Numerical parity vs NeMo PyTorch reference (dump-eou-reference.py) on jfk.wav:

Stage rel error cosine
log-mel 8.17e-1 (tail-frame artifacts) 0.999644
post-subsampler 1.00e-1 0.999688
encoder out 7.70e-3 0.999997

Bit-equal transcripts on jfk.wav and sample-16k.wav (Alice-in-Wonderland 20 s clip) at both f16 and q8_0 quant tiers. build/test-eou-streaming asserts these properties on every CI run.

Mode 3 caveat (chosen design, not a workaround): the streaming session re-runs the offline encoder per chunk over a sliding [left + chunk + right_lookahead] window without persistent KV / conv-state cache across chunks. The transcript is byte-equal to the offline path on shipping fixtures, but <EOU> boundary detection in Mode 3 is approximate because the trailing chunk doesn't carry the long-context encoder state the EOU head needs to confidently fire <EOU> at end-of-utterance.

Task description |
Reproduce the parity note word for word, in full. The entries have nothing to do with the parity note.

Data entries |
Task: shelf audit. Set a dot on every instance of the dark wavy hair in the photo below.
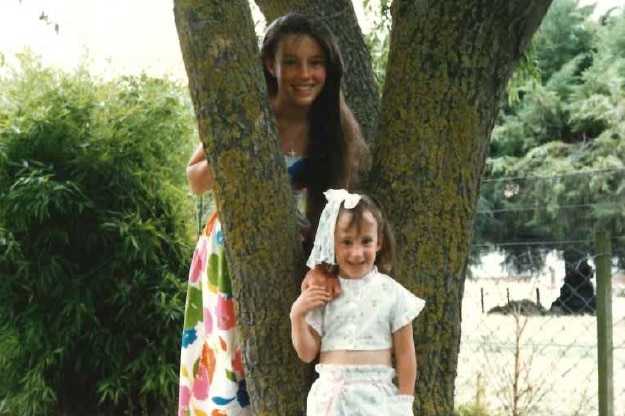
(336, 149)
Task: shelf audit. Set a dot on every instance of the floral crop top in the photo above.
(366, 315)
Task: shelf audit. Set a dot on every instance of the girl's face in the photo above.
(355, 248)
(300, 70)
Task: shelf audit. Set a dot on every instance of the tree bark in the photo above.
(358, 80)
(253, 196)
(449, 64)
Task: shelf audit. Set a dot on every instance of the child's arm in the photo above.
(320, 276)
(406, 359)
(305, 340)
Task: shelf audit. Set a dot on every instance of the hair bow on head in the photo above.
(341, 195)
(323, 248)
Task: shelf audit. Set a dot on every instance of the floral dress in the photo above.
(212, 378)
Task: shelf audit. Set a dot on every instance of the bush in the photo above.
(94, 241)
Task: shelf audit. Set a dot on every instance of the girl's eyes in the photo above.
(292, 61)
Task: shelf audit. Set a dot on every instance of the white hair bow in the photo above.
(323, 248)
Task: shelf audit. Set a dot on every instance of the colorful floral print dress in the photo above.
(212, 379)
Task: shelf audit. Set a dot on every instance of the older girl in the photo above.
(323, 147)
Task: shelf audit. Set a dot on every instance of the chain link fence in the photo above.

Result below |
Numerical parity vs NeMo PyTorch reference (dump-eou-reference.py) on jfk.wav:

Stage rel error cosine
log-mel 8.17e-1 (tail-frame artifacts) 0.999644
post-subsampler 1.00e-1 0.999688
encoder out 7.70e-3 0.999997

Bit-equal transcripts on jfk.wav and sample-16k.wav (Alice-in-Wonderland 20 s clip) at both f16 and q8_0 quant tiers. build/test-eou-streaming asserts these properties on every CI run.

Mode 3 caveat (chosen design, not a workaround): the streaming session re-runs the offline encoder per chunk over a sliding [left + chunk + right_lookahead] window without persistent KV / conv-state cache across chunks. The transcript is byte-equal to the offline path on shipping fixtures, but <EOU> boundary detection in Mode 3 is approximate because the trailing chunk doesn't carry the long-context encoder state the EOU head needs to confidently fire <EOU> at end-of-utterance.